━━━━━ Material for this task ━━━━━
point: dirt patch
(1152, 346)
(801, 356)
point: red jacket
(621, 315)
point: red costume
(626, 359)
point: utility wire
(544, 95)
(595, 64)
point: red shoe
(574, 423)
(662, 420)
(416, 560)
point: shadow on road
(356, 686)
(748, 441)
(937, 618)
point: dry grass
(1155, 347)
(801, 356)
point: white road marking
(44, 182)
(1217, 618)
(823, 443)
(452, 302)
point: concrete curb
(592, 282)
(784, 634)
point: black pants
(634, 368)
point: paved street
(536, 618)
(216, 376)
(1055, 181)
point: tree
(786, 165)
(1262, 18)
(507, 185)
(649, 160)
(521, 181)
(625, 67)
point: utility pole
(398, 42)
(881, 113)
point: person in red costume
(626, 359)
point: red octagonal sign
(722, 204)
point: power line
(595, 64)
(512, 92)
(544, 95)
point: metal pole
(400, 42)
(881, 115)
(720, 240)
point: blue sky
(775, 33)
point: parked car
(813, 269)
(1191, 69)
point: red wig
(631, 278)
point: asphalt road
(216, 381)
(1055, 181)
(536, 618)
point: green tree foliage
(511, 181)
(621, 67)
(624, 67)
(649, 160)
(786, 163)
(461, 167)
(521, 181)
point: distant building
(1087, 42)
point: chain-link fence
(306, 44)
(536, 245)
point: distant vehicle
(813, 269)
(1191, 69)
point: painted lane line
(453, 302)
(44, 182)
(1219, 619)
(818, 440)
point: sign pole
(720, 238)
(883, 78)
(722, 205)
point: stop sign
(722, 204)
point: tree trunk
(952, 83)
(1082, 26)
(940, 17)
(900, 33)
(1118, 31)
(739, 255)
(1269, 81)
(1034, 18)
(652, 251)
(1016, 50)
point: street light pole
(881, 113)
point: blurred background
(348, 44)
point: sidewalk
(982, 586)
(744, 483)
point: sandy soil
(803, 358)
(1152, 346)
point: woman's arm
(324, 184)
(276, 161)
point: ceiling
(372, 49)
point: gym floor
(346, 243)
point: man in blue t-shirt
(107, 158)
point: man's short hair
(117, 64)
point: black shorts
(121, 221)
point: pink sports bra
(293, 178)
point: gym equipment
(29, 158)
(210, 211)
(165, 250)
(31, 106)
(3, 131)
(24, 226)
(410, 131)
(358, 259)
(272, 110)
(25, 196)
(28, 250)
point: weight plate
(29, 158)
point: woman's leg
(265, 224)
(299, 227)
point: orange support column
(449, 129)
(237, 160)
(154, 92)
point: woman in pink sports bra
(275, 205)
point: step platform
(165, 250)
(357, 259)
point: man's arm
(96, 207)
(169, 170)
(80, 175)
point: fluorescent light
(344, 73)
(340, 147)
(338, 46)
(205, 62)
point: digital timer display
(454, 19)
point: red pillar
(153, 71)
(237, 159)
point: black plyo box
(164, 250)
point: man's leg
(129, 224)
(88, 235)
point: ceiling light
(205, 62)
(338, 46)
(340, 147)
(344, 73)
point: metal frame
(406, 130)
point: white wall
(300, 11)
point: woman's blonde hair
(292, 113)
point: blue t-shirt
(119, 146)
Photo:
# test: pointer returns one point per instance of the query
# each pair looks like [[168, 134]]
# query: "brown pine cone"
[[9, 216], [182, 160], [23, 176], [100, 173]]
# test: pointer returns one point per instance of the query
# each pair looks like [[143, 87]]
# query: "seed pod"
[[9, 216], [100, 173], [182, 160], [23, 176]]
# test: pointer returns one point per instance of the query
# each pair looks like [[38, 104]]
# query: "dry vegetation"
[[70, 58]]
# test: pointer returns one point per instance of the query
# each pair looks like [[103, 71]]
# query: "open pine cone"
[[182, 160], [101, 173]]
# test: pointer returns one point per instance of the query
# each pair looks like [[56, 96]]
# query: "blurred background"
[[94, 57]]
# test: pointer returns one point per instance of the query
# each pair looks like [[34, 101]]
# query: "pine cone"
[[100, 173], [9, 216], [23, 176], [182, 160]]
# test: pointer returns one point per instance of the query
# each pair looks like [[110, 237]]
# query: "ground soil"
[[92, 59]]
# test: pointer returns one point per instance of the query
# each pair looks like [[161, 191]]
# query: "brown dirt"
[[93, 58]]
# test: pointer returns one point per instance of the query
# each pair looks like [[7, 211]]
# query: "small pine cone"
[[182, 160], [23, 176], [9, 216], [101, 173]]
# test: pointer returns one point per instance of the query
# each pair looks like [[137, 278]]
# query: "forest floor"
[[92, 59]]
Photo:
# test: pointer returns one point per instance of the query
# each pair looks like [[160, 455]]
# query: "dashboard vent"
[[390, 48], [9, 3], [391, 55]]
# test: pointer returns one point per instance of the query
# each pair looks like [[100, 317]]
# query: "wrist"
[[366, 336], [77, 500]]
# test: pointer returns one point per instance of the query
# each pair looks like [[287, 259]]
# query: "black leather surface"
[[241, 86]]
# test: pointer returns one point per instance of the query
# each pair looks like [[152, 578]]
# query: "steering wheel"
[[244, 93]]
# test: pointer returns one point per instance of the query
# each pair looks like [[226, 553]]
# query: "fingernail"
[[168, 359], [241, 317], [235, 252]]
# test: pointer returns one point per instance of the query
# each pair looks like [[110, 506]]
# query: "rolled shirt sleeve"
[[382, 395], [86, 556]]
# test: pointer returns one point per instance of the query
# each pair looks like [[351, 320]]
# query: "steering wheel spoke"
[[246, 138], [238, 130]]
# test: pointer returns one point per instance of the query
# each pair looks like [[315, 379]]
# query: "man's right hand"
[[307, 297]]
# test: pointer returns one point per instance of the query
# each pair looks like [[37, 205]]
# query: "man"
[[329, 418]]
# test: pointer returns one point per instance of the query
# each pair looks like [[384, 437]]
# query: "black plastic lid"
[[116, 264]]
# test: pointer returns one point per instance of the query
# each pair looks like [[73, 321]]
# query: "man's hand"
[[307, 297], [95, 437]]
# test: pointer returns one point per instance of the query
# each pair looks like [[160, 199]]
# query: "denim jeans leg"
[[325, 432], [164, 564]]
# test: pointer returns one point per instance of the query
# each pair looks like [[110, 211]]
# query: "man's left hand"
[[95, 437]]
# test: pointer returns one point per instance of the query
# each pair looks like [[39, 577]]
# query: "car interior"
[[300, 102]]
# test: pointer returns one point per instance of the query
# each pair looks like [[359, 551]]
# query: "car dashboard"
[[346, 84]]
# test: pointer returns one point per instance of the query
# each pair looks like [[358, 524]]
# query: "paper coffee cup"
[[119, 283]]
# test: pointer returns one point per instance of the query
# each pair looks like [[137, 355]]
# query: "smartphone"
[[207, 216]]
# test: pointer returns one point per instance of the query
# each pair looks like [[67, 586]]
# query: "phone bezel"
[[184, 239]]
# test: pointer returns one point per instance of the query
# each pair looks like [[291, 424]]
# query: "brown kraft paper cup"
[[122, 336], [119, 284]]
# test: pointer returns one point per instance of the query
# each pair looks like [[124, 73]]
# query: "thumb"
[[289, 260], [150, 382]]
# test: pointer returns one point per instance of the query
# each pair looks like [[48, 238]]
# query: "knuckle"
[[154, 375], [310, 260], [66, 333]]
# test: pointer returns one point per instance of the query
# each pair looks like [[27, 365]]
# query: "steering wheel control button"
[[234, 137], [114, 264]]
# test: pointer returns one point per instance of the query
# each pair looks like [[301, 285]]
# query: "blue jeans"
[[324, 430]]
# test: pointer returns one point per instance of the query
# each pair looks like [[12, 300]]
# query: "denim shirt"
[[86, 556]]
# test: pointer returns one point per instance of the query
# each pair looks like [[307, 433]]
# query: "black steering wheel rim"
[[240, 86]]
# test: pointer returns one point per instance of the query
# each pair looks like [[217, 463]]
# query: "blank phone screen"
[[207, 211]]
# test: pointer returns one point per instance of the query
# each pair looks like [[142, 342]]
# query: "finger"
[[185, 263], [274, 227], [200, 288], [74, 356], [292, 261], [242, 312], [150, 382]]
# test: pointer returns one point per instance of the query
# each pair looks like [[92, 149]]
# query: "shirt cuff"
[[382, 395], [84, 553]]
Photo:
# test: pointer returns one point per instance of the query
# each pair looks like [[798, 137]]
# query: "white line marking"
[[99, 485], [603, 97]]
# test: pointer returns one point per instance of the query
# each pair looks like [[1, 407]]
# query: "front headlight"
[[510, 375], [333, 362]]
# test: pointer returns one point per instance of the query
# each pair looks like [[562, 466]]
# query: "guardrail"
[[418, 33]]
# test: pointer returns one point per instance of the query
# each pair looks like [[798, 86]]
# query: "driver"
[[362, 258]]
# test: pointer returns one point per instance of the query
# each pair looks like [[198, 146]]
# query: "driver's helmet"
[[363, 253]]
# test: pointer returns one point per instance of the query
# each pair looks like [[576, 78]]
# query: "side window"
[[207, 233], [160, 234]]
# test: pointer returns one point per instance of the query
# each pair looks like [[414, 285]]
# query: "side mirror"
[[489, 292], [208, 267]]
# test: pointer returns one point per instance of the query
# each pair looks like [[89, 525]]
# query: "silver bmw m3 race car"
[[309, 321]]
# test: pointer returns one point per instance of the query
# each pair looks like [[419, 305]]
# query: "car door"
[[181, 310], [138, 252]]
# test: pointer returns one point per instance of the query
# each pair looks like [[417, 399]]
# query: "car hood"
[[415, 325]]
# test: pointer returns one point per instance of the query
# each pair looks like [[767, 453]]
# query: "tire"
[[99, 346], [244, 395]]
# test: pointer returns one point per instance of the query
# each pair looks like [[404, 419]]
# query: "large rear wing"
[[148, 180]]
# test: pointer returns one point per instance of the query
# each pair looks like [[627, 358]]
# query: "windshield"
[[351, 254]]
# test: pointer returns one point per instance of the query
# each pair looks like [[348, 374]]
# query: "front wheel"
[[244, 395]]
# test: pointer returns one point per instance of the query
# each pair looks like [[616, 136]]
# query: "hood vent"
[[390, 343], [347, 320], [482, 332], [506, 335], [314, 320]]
━━━━━
Task item – Among the records above, a stretch begins at the line containing "# each pair looks like [[226, 553]]" and ends at the line containing "# each pair looks like [[358, 524]]". Restate that stretch word for word, and nothing else.

Task result –
# each pair looks like [[226, 553]]
# query: "fingernail"
[[168, 359], [241, 317], [235, 252]]
# test: pointer returns one point per instance of the query
# each pair looks like [[110, 506]]
# query: "rolled shirt sleeve"
[[382, 395], [86, 556]]
# test: pointer returns one point per instance of the query
# each pair looks like [[351, 320]]
# query: "steering wheel spoke"
[[246, 138], [238, 130]]
# test: pointer returns one point per instance of the query
# each pair looks like [[315, 379]]
# query: "man's right hand"
[[307, 297]]
# test: pointer returns one point per instance of the query
# each pair looks like [[37, 205]]
# query: "man"
[[329, 418]]
# test: pointer returns one point per instance of the query
# each pair looks like [[384, 437]]
# query: "black plastic lid"
[[116, 264]]
# test: pointer returns one point per instance of the query
# each pair looks like [[73, 321]]
# query: "man's hand"
[[307, 297], [95, 437]]
# test: pointer returns one point per instance of the query
# each pair looks like [[160, 199]]
# query: "denim jeans leg"
[[325, 432], [164, 564]]
# test: pointer returns one point per instance of the query
# each pair looks like [[110, 211]]
# query: "man's left hand"
[[95, 437]]
# test: pointer returns one point per instance of the query
# each pair looks like [[39, 577]]
# query: "car interior"
[[300, 102]]
# test: pointer returns one point per instance of the query
# each pair looks like [[359, 551]]
# query: "car dashboard"
[[346, 84]]
# test: pointer returns one point per instance of the query
# each pair looks like [[358, 524]]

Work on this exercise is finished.